__Brano di testo__
━━━━

Signori cari, buona domenica. Avevate paura che mi fossi dato alla macchia eh, latitante dello spirito – e non solo – in questo squallido mondo di materia, e invece eccomi qui. Sono tornato, lvi è tornato, come un incubo, come l’Italia di Spalletti, come uno spettro in maglia azzurra che si aggira per l’Europa e i suoi campi di calcio ma questa volta magari fosse il comunismo, volete mettere con la nostra Nazionale per cui finalmente posso dire che una prima pagina di Libero ha esaurito una questione: ANDATE A ZAPPARE, e in sovraimpressione a completare: PIPPE AZZURRE (geniale).
L’Italia fa davvero pena e l’unico modo per uscirne vivi era sgranare i rosari, recitare qualche ave Maria e affidarsi ai nostri santi storici, San Culo e soprattutto Santo Catenaccio, cosa che Spallettone ha capito troppo tardi quando ormai il giochismo aveva pervaso le menti e infiacchito i corpi dei nostri. Con buona pace dei vari commentatori che l’avevano preso come l’oracolo di Certaldo e il profeta del progresso calcistico, Luciano ci ha mostrato quanto la diatriba giochisti vs risultatisti dal punto di vista sportivo non spieghi assolutamente nulla e sia destinata a naufragare, in campo, non appena scottano i palloni e servono le palle.
Il problema però è che questa Italia era stata pensata per “fare calcio”, cit. Lele Nazionale, ma come puoi sperare di farlo con una Nazionale insignificante del genere e poche settimane per allenarla, qui sta la perversione e il fanatismo dei giochisti, mica in campo o negli stili di gioco.
Perché risultatisti contro giochisti in campo non spiega nulla ma fuori spiega tutto, è in realtà il riflesso di una guerra più ampia, uno scontro di mondi, di visioni del mondo, di weltanschauung come avrebbero detto un tempo i nostri amici tedeschi – oggi probabilmente userebbero un termine turco. È la guerra dei custodi dell’essere contro i custodi dell’ente, dei guardiani della tradizione contro gli agenti della modernità, è un’opposizione politica, culturale, geografica. E oggi sono qui in veste Gaberiana a fare il destra-sinistra degli orientamenti non politici bensì calcistici, senza però dire basta perché ancora non siamo pronti per andare oltre, per ricomporre questa profondissima e fatale frattura.

━━━━

__Dati mostrati__
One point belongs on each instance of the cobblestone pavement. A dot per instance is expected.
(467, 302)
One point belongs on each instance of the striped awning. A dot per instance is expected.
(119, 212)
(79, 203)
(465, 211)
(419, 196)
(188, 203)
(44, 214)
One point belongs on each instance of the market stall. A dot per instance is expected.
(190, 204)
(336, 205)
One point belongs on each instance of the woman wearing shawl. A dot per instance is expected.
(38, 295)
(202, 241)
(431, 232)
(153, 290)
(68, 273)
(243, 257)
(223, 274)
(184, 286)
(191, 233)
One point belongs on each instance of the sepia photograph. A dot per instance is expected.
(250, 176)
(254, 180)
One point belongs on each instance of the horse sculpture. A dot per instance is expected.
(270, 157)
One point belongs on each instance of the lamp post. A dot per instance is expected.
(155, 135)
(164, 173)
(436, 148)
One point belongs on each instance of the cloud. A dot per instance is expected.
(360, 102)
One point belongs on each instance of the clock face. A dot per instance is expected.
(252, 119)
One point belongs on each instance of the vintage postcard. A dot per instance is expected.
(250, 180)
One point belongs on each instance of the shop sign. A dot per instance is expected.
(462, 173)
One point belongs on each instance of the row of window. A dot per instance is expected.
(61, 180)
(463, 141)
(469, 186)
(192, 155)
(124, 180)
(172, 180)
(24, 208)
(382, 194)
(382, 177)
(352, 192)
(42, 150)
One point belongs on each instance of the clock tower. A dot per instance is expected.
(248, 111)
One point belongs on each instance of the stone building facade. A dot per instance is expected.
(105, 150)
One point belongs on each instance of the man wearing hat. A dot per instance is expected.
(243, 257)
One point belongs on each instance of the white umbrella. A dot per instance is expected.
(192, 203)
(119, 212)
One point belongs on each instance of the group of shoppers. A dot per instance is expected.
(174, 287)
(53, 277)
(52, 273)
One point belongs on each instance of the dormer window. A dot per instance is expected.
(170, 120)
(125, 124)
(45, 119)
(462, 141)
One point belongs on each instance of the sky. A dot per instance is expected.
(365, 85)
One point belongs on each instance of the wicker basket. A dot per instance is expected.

━━━━

__Compito A__
Rispondi a queste domande sul brano dedicato alla Nazionale di Spalletti:
(i) Quali parole compaiono in sovraimpressione nella prima pagina di Libero citata?
(ii) Come avevano preso Luciano i vari commentatori?
(iii) Di che cosa è in realtà il riflesso la contrapposizione tra risultatisti e giochisti?
__Compito B__
Traduci in inglese questa frase del brano sulla Nazionale di Spalletti: "È la guerra dei custodi dell'essere contro i custodi dell'ente, dei guardiani della tradizione contro gli agenti della modernità, è un'opposizione politica, culturale, geografica."

__Risposta corretta A__
(i) PIPPE AZZURRE
(ii) Come l'oracolo di Certaldo e il profeta del progresso calcistico
(iii) Di una guerra più ampia, uno scontro di mondi e di visioni del mondo

__Risposta corretta B__
It is the war of the custodians of being against the custodians of beings, of the guardians of tradition against the agents of modernity; it is a political, cultural, geographical opposition.